*Exercise objective*. Where the string "trace" occurs in a line of the entries below, copy that line.

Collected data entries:

* * * * *

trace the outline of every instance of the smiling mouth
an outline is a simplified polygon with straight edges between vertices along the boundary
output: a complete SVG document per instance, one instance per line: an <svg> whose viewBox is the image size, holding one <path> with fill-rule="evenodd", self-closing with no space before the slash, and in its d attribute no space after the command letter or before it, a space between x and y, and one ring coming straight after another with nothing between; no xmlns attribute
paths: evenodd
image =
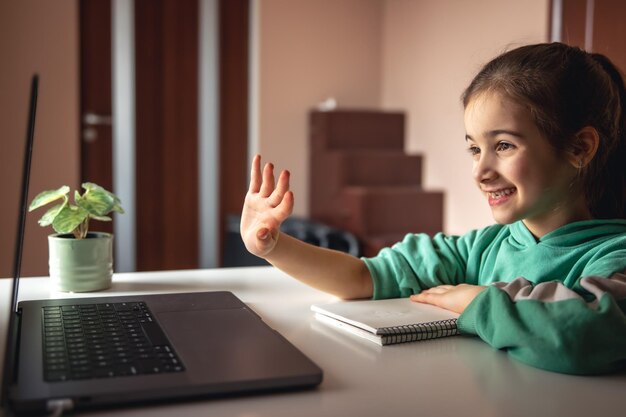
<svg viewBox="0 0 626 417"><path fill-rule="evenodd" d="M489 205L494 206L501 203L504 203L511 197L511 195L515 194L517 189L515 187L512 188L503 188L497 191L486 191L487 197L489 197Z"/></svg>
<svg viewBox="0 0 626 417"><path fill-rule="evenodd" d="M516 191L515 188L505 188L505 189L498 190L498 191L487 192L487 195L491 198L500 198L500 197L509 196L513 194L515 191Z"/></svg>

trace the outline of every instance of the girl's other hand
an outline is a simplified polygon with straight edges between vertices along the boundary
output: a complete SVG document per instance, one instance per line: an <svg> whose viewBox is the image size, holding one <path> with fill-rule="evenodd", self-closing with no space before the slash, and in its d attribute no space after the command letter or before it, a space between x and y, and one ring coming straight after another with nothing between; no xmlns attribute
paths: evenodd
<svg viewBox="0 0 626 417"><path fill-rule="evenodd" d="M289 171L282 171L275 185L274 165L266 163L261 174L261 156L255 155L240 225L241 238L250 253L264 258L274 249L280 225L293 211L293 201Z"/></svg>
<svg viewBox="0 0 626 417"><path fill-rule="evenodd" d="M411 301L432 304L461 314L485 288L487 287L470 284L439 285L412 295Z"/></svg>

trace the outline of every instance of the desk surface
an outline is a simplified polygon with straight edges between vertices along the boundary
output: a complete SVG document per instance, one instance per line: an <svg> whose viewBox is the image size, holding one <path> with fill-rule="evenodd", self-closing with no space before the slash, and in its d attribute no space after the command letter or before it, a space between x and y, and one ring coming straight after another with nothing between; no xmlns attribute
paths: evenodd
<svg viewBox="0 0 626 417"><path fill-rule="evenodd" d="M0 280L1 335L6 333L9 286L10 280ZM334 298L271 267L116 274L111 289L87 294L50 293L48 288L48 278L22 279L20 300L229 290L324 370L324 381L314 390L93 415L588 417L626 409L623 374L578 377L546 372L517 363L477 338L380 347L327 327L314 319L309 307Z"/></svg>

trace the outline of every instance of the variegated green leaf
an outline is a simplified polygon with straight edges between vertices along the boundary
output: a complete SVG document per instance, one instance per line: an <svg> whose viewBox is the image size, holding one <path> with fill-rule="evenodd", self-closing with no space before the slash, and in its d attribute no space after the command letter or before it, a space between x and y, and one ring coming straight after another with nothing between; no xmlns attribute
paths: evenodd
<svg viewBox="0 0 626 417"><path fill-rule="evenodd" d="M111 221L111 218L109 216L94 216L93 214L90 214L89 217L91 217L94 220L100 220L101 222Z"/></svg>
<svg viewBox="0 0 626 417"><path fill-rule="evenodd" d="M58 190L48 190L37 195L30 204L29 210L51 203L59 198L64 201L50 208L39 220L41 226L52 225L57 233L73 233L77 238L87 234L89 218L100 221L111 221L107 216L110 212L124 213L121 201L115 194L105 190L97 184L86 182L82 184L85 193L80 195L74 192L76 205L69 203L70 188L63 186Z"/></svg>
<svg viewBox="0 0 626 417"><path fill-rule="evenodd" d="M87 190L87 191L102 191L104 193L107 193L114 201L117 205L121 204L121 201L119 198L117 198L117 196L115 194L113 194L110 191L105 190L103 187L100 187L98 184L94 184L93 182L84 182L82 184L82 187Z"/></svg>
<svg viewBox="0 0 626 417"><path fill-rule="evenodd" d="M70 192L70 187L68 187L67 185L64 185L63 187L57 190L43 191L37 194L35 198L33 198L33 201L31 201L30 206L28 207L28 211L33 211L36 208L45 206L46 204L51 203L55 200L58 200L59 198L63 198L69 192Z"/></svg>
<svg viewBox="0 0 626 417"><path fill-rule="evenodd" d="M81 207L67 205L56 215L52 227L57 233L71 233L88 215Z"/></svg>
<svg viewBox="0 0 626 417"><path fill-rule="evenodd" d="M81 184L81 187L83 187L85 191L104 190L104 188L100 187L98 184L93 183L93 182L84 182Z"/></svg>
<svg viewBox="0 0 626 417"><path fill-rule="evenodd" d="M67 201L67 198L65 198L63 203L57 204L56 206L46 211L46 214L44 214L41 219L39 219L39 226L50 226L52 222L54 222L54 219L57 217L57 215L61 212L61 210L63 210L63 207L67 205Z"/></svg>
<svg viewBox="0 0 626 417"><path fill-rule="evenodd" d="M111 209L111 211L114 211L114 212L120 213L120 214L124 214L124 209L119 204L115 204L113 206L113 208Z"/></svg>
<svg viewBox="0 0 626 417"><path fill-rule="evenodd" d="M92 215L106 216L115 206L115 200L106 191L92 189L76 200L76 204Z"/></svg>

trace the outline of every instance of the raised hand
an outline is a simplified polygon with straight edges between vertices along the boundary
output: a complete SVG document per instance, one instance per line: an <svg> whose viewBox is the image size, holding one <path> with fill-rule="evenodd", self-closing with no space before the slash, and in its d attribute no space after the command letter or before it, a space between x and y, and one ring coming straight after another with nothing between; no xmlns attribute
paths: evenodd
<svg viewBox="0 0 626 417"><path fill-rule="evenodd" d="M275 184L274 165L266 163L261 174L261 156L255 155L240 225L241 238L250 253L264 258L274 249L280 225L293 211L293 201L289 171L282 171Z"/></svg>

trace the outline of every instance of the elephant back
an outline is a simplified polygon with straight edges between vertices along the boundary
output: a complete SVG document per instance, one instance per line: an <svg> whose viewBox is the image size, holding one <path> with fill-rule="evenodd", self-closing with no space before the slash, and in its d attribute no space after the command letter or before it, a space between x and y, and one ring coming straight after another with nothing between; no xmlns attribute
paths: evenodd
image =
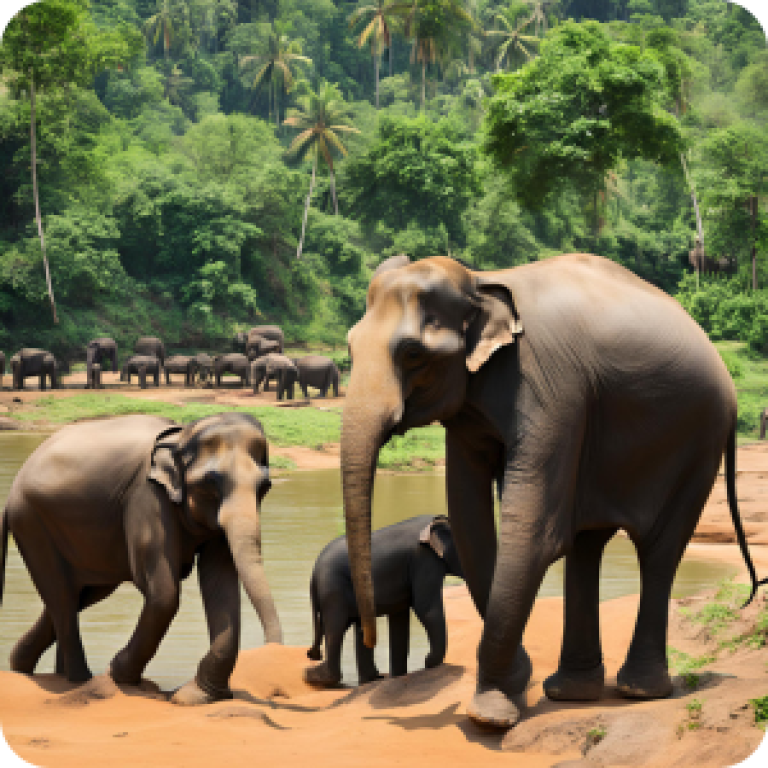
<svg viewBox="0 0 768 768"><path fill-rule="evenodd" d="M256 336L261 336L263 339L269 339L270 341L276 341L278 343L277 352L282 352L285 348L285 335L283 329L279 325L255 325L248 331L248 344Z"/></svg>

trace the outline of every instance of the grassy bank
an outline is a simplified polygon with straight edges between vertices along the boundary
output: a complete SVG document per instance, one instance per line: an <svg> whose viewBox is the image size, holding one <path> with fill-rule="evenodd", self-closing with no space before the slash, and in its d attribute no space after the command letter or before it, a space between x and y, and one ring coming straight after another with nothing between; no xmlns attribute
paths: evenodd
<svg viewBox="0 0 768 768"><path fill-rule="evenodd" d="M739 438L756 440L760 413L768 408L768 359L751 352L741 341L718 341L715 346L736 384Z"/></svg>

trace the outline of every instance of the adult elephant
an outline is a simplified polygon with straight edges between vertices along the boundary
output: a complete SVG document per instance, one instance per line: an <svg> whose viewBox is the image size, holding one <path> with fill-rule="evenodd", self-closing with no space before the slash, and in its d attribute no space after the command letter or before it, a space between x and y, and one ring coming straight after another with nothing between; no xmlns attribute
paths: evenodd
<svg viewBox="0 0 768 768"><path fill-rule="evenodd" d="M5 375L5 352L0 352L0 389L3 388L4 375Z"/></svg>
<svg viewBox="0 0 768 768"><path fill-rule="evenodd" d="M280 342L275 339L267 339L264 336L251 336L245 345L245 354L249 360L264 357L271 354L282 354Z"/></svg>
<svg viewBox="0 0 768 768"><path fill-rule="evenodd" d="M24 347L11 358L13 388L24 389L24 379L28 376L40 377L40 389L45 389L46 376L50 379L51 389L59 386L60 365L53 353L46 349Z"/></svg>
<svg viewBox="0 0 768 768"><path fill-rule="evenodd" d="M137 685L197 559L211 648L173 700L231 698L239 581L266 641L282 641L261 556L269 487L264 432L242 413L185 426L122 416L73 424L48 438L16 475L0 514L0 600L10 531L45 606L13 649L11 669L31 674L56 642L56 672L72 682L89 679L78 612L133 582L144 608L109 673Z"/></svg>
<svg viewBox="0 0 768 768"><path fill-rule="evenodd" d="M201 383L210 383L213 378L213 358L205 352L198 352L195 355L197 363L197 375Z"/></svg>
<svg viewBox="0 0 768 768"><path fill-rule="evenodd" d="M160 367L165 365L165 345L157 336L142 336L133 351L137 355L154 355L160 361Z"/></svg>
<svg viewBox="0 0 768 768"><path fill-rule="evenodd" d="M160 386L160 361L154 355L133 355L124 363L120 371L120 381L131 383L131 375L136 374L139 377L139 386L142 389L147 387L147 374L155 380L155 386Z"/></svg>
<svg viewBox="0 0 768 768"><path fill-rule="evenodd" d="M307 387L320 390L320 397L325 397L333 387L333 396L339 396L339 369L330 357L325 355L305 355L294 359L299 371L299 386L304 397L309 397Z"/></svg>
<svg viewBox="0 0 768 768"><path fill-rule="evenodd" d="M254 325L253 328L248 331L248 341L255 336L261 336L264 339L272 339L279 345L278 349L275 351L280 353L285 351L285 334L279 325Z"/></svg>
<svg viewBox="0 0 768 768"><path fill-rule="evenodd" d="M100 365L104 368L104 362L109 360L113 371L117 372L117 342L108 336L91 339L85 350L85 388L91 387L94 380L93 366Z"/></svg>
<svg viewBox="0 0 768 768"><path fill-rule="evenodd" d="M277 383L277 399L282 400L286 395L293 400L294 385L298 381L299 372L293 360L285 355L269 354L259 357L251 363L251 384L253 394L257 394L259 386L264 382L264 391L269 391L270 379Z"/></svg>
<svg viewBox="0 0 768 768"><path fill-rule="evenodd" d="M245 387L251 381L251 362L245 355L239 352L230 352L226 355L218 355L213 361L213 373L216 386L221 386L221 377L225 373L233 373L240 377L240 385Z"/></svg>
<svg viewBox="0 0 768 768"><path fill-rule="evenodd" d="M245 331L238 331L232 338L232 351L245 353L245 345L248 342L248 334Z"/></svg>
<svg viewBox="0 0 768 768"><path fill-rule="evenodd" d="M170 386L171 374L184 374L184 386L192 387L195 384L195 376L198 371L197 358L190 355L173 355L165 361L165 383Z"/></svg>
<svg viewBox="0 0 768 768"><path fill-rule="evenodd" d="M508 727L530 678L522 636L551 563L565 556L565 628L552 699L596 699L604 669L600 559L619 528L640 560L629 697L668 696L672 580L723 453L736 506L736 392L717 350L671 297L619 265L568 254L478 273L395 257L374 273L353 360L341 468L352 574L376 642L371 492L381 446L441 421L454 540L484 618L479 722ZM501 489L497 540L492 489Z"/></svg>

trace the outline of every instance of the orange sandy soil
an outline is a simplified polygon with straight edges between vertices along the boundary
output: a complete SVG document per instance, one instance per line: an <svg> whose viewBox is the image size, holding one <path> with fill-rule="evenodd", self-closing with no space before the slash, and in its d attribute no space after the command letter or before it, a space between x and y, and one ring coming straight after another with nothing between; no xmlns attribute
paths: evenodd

* * * * *

*Exercise solution*.
trace the outline of every instance of the smiling mouth
trace the outline of every instance of the girl's other hand
trace the outline of every instance of the desk surface
trace the outline of every instance of the variegated green leaf
trace the outline of every instance of the raised hand
trace the outline of every instance of the elephant back
trace the outline of every instance of the grassy bank
trace the outline of every instance of the adult elephant
trace the outline of every instance of the orange sandy soil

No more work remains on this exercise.